┌─ Extract

Monday, December 24, 2012

Merry Christmas Ryan

Why haven't you left?
I can't understand it.
As we've grown, we've parted and strayed from home, you only seem to love me more. How is it possible?
When oceans of people have faded away before you, crashing into my life and disappearing back into the sea just as quickly... Here you stand.
You alone have remained constant.
You alone have remained.
I love you for it.
I don't need their company. I don't need their love. Their hate will suffice, will do just fine.
But you...
You've thrown a wrench into everything I've known here. Into all the little plans I've made. You skipped the clouds gliding past and became a star. One that I can see and love every night, no matter the distance between us.
I don't understand it.
You know me.
I've given you my rose because you alone understand what it means. You alone understand that I expect to be alone. The rose that you've held in your hand is my permission for you to walk away. And yet you stay.
I've let you in. I can't say why or when it happened, only that it did. I love you dearly, like I've loved only a few before. But unlike before, it is without reservation. I love you wholly and completely. I love who you are and what you stand for. I love you Ryan.
You're here. I can't say why, but you care and you show it. That means so much more than the world to me. The world could never understand the two of us. We were meant for bigger things than the world can comprehend. You and I, I think, were made for the stars.

Saturday, December 22, 2012

I am living a lie.
It is the hardest, most selfish thing that I have ever done.
I have no choice. 

Monday, December 17, 2012

A quick explanation

I'm angry. You've probably noticed.
I'm angry at the world, at God, at religion in general. At the hypocrites who smile and lie to my face. At every "holier than thou" who dares assume that I am a sinner and a fool.
I had my Faith. I believed in it all. All I wanted was a confirmation. We're supposed to ask if it's true. We're supposed to know for ourselves. That's all I wanted. Isn't that a good thing? Weeks came and went. I lived life perfectly. I had never tried so hard. I had never been more humble. I had never wanted anything so badly. No answer came. Fine. In the Lord's own time.
Then I saw the Burning Woman. Her very existence burst open the floodgate of question that I had ignored my whole life. Truth became the pressing issue of my time. What is true? I didn't understand so, where was my thinking flawed? How did it all fit into His plan?

└─

Set exercise: Summarize the blog entries above in three sentences.

┌─ Supplied material

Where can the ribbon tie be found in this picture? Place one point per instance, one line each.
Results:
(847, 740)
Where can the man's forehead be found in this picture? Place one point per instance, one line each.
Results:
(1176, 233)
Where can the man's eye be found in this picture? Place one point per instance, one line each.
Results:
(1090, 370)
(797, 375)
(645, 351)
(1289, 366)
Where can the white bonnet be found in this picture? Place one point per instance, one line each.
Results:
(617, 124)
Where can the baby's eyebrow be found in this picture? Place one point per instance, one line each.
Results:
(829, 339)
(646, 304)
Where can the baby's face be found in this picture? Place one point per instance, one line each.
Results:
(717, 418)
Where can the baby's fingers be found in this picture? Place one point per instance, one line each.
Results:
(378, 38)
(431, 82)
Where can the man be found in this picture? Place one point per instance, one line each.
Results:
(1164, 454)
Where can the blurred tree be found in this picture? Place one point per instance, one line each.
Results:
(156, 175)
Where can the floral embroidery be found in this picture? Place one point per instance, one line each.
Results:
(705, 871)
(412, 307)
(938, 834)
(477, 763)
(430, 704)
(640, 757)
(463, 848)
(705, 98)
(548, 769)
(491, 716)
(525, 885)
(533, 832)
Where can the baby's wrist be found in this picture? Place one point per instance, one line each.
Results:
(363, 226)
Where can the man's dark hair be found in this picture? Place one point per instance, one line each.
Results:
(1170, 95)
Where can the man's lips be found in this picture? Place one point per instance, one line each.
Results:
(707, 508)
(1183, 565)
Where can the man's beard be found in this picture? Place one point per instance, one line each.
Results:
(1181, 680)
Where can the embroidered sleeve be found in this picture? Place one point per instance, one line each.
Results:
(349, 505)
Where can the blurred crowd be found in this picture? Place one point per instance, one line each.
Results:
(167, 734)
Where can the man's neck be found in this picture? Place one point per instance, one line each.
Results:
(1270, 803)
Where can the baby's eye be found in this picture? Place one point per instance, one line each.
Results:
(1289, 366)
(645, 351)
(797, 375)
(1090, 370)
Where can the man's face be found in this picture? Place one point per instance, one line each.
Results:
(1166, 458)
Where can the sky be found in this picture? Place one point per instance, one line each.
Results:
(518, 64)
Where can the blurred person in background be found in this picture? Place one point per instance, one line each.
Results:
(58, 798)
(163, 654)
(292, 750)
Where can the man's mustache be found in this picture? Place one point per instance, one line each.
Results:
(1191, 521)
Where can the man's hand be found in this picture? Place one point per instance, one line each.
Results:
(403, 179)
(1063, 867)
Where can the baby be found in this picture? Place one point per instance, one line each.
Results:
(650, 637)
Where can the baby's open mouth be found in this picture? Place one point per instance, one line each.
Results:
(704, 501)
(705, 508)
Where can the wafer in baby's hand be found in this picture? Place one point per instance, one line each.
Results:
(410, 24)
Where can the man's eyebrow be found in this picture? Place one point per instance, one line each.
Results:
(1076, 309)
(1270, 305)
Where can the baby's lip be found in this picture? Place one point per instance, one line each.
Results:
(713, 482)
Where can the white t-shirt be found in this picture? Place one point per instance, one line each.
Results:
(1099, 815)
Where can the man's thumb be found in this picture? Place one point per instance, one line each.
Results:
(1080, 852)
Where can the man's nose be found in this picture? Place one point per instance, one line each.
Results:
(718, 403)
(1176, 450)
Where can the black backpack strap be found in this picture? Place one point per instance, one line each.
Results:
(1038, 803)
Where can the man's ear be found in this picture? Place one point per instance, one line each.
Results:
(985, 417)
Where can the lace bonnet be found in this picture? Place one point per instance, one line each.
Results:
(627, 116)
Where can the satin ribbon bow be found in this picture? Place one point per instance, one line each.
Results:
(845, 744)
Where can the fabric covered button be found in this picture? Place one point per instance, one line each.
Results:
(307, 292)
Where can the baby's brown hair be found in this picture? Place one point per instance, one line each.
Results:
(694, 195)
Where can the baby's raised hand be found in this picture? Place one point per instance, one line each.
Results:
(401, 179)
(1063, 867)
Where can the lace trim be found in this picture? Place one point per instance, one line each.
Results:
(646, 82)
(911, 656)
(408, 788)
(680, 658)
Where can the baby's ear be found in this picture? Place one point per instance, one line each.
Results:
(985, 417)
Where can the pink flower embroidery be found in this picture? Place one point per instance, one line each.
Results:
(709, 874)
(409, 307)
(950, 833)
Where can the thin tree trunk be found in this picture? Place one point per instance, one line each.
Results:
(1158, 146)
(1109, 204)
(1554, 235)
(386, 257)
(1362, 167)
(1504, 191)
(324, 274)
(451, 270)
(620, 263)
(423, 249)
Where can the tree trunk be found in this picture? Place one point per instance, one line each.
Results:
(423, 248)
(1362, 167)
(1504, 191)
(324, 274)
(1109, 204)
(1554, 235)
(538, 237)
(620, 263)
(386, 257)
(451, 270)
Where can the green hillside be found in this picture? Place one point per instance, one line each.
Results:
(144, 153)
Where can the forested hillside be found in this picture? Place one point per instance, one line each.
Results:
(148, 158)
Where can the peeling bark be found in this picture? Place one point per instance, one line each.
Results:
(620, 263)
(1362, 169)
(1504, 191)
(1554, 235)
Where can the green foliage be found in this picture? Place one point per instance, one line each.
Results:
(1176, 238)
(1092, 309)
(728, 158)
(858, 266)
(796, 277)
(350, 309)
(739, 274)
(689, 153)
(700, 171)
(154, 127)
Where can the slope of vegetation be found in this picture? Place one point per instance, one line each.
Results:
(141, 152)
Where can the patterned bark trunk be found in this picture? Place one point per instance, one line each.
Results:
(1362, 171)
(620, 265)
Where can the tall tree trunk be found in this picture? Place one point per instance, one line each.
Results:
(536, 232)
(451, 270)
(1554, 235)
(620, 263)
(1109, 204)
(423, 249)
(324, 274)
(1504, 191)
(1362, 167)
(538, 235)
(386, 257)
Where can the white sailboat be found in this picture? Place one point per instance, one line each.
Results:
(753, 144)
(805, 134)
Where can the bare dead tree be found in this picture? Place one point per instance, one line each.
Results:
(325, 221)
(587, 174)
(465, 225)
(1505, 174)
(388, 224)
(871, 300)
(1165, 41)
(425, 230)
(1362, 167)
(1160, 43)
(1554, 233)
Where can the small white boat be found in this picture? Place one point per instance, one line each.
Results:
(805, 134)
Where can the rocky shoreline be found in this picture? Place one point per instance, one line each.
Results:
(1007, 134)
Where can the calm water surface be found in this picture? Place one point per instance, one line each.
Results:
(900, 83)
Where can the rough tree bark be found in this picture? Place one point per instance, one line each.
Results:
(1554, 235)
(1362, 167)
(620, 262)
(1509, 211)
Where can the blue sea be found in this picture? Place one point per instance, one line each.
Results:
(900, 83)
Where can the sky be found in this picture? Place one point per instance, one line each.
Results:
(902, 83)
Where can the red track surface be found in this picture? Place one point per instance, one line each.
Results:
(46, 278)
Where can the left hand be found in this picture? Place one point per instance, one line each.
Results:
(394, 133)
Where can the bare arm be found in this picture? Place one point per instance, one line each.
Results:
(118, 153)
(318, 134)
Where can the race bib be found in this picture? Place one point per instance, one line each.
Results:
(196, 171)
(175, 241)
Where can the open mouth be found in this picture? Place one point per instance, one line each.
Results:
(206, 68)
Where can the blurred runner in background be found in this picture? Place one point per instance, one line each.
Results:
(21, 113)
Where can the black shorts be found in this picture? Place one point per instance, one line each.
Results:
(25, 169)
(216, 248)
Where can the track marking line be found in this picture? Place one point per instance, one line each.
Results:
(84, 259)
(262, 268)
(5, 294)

└─

Exercise result: In the December 24 entry, the writer tells Ryan that, unlike the many people who have come and gone, he alone has stayed, even after being given the writer's rose as permission to walk away, and the writer now loves him wholly and without reservation. The December 22 entry says the writer is living a lie, calling it the hardest and most selfish thing they have ever done but saying they have no choice. The December 17 entry explains the writer's anger at the world, God, and religion: they once believed and sought a confirmation of their faith that never came, and then seeing the Burning Woman opened a flood of questions about what is true.